Task item ::
Lines before the one containing "the white auction" are to be skipped; reproduce that line and the rest of the records below exactly.
━━━ Extracted data ━━━
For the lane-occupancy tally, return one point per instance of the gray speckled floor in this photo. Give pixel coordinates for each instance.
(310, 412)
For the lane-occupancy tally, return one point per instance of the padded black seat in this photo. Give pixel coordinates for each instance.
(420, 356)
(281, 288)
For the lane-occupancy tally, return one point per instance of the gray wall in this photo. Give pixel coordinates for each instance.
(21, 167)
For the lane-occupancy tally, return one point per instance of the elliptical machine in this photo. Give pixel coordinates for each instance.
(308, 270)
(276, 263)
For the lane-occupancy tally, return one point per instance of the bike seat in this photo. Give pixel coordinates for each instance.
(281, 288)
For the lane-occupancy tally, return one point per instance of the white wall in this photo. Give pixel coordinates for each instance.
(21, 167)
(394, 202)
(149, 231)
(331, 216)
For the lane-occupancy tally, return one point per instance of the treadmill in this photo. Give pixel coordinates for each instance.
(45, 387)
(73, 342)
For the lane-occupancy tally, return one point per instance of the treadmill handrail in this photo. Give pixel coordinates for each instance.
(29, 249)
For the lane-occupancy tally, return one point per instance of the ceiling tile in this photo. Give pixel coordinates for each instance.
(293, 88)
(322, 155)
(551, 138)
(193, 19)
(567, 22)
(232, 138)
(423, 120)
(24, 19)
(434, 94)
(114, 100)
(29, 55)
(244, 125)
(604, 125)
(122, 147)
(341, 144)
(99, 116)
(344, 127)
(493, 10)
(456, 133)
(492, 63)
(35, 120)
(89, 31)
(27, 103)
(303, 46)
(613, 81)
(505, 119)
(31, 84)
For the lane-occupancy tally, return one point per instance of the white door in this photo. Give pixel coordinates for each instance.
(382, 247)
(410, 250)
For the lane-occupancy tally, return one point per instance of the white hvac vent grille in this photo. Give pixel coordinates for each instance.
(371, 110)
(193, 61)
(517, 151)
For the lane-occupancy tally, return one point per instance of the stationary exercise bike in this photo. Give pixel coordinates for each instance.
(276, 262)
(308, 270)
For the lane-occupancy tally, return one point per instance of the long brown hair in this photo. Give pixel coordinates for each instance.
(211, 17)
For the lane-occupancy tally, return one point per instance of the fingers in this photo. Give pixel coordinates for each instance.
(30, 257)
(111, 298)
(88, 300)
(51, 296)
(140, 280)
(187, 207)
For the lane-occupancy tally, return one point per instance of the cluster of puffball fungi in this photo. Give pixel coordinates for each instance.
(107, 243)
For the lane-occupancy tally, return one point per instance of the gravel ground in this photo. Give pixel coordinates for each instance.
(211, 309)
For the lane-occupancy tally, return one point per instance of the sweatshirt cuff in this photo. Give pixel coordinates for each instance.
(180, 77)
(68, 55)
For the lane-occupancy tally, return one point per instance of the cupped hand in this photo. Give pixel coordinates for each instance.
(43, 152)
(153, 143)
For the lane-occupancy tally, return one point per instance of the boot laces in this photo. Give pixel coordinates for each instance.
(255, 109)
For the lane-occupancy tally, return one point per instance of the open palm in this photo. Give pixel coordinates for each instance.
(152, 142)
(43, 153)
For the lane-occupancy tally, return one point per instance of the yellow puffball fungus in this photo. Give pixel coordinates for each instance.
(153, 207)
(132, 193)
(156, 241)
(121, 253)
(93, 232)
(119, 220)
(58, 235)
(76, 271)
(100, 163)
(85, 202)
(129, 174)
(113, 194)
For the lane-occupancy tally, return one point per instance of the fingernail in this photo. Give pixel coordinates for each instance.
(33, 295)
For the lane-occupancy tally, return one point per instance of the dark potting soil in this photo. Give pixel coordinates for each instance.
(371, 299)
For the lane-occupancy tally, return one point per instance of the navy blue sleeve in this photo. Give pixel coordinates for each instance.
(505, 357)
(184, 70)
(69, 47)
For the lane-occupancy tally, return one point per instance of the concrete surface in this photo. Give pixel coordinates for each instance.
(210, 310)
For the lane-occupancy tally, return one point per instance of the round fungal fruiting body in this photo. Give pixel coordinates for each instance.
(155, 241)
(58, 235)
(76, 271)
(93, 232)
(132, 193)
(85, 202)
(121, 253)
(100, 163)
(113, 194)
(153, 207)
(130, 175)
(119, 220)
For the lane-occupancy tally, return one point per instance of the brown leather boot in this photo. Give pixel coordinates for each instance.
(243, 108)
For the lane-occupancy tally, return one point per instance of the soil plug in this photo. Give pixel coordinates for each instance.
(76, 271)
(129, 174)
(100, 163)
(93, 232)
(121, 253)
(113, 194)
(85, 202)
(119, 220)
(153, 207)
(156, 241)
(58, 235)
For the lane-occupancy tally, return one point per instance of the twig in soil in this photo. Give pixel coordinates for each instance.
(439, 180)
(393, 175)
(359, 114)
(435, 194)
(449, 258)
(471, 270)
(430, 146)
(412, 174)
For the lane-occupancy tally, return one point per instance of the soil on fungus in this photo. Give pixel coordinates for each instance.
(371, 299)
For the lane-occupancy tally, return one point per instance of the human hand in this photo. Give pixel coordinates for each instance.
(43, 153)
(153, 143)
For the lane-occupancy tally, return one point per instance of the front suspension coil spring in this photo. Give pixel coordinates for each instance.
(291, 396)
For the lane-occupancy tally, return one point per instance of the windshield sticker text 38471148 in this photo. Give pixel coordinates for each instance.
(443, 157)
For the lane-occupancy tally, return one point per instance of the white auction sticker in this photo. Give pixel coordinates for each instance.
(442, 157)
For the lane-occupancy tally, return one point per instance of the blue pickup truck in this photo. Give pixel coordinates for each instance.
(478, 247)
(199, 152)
━━━
Result ::
For the lane-occupancy tally, return one point per instance of the white auction sticker in this photo. Give pixel coordinates for each instance.
(442, 157)
For the lane-occupancy tally, return one point per instance of the blue pickup truck in this photo. Give pixel coordinates for each instance.
(478, 247)
(199, 152)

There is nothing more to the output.